● **Задания**:
**1.** Что, согласно фрагменту документа, придумал высокоцивилизованный мир, который не сумел защитить свои границы?
**2.** Перепишите без изменений строки записей от строки с «Find the rainbow» до строки с «x=370, y=216» включительно, не вставляя в ответ изображения.

При всем том бросается в глаза своеобразный состав смеси природы и общества, благодаря которой опасность преодолевает все, что оказывает ей сопротивление. Это в первую очередь «атомное облако» — та мощная цивилизационная сила, превратившаяся в силу природную, в которой парадоксальным и сверхмощным образом соединились история и погода. Весь опутанный электронными сетями мир завороженно следит за этим облаком. «Последняя надежда» на благоприятное направление ветра (бедные шведы!) лучше всяких слов говорит о масштабах беспомощности высокоцивилизованного мира, придумавшего колючую проволоку и стены, армию и полицию, но не сумевшего защитить свои границы. «Неблагоприятная» перемена ветра, да еще — о горе! — дождь — и становится очевидной тщетность попыток защитить общество от зараженной природы, ограничить атомную опасность «другой», «чужой» окружающей средой.

● **Строки**:

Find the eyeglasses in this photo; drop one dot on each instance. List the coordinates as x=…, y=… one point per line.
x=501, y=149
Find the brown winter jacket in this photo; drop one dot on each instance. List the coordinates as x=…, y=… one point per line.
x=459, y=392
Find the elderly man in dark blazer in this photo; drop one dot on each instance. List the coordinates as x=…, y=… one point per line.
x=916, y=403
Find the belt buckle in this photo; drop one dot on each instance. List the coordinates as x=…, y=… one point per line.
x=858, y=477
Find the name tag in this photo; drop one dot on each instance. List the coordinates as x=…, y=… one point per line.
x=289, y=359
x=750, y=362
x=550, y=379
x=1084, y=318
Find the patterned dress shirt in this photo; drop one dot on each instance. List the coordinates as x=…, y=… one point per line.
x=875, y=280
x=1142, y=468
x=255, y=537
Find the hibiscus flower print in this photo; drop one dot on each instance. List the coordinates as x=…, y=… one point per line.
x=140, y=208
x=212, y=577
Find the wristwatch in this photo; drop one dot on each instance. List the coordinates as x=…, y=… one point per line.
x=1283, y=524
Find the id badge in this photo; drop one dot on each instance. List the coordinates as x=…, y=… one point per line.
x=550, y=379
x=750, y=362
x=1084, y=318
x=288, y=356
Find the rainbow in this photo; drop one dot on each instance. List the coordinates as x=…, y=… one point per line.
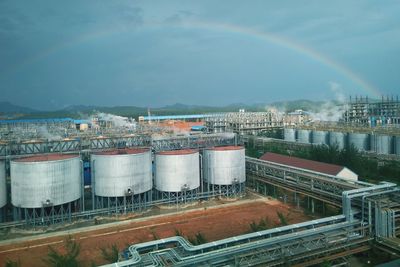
x=223, y=27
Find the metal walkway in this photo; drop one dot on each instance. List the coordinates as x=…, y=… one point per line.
x=370, y=216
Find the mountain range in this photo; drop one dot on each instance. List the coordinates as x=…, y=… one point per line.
x=9, y=110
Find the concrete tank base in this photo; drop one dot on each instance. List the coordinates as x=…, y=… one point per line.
x=125, y=204
x=46, y=215
x=230, y=191
x=180, y=197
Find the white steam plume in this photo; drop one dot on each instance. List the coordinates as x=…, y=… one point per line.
x=118, y=121
x=330, y=110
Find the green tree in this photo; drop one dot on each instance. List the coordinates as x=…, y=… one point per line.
x=67, y=259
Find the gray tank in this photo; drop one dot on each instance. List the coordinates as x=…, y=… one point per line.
x=289, y=134
x=224, y=165
x=48, y=179
x=304, y=136
x=337, y=138
x=381, y=144
x=177, y=170
x=3, y=193
x=320, y=137
x=121, y=172
x=359, y=140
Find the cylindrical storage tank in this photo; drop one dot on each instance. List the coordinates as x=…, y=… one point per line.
x=42, y=180
x=224, y=165
x=3, y=192
x=337, y=138
x=320, y=137
x=121, y=172
x=289, y=134
x=359, y=140
x=304, y=136
x=381, y=144
x=177, y=170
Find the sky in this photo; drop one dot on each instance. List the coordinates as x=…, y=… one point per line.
x=154, y=53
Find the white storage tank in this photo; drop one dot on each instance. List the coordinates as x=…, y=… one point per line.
x=359, y=140
x=304, y=136
x=45, y=180
x=3, y=192
x=320, y=137
x=381, y=144
x=289, y=134
x=121, y=172
x=337, y=138
x=224, y=165
x=177, y=170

● **Ответы по порядку**:
**1.** Колючую проволоку и стены, армию и полицию.

**2.**
Find the rainbow in this photo; drop one dot on each instance. List the coordinates as x=…, y=… one point per line.
x=223, y=27
Find the metal walkway in this photo; drop one dot on each instance. List the coordinates as x=…, y=… one point per line.
x=370, y=216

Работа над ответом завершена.